**Aim**
Copy word for word every line from the one containing "Q: Locate the doorway" through the end of the lines.

**Provided information**
-- Begin --

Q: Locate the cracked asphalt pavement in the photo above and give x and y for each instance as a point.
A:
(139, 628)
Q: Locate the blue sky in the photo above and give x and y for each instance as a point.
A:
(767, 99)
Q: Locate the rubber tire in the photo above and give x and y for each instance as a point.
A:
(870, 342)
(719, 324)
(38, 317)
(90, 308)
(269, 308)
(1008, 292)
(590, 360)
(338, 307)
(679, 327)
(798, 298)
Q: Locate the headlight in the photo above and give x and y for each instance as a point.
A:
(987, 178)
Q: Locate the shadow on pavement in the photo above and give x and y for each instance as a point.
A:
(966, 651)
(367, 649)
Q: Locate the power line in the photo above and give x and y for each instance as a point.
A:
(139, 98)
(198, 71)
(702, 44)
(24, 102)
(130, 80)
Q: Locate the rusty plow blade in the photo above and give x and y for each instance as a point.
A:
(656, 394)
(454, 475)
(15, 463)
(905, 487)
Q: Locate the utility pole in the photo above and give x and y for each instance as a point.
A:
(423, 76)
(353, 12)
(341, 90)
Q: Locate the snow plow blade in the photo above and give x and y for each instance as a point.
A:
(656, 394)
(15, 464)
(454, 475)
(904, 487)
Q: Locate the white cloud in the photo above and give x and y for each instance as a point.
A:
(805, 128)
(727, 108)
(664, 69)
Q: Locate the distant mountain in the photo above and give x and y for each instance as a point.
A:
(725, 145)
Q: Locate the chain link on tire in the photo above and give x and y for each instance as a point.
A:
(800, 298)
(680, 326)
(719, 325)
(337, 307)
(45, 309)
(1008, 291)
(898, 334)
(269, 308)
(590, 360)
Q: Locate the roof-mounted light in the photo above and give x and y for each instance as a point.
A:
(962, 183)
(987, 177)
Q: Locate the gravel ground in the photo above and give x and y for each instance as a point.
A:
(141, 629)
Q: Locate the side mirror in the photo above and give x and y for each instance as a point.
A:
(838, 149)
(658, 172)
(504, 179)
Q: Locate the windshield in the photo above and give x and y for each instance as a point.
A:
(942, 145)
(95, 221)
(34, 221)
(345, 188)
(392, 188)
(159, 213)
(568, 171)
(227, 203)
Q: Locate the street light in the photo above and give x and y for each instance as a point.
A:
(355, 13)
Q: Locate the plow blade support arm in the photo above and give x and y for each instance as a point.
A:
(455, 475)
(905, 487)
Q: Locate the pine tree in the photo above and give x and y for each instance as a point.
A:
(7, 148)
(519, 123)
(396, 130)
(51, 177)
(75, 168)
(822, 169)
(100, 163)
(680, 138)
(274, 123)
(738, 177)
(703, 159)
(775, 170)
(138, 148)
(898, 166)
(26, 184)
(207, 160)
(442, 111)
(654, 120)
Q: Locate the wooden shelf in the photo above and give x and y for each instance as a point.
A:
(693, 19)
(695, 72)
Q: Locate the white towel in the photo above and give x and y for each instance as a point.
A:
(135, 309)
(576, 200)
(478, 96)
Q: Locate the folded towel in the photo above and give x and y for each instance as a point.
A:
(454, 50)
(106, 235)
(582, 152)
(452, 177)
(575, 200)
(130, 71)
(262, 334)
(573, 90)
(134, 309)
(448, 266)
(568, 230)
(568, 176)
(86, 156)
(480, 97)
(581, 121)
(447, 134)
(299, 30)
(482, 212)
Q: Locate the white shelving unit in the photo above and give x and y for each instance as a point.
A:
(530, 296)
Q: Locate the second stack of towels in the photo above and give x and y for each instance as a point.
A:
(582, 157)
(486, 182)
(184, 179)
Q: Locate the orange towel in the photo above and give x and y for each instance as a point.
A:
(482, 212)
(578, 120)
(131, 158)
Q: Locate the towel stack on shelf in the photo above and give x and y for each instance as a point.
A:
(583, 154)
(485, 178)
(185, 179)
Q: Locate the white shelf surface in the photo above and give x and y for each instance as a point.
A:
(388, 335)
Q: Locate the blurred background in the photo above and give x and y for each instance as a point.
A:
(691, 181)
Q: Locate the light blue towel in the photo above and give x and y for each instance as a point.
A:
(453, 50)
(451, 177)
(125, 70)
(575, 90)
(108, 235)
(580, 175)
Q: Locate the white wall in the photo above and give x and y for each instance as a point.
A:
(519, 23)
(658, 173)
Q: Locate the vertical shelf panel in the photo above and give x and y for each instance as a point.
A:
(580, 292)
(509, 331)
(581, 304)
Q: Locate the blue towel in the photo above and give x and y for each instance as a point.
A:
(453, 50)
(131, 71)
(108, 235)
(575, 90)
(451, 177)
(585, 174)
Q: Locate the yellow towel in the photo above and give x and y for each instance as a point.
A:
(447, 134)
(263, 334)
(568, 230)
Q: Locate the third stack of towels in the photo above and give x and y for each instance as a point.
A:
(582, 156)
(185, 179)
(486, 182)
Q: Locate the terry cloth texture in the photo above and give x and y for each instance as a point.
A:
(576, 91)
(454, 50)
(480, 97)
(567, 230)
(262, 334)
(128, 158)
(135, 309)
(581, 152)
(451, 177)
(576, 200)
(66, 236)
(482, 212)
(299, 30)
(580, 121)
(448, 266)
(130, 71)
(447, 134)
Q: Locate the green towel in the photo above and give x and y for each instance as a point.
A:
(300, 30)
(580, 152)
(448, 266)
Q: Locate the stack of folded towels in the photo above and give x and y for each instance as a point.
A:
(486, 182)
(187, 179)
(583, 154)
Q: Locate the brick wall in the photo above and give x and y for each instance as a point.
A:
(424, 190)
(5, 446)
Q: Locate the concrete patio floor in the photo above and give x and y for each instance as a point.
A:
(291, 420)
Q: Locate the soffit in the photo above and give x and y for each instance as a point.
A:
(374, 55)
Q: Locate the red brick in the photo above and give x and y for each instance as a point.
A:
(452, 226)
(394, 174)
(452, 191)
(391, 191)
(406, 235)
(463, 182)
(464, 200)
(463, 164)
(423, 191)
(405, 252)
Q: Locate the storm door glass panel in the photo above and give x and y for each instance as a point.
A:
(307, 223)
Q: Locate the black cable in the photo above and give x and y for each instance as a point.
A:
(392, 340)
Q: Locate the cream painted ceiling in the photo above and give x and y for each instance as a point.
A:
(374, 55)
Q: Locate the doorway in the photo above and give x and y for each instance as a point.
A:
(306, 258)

-- End --

**Exercise response**
Q: Locate the doorway in the photo above and give x and y for each instance as a point.
A:
(306, 258)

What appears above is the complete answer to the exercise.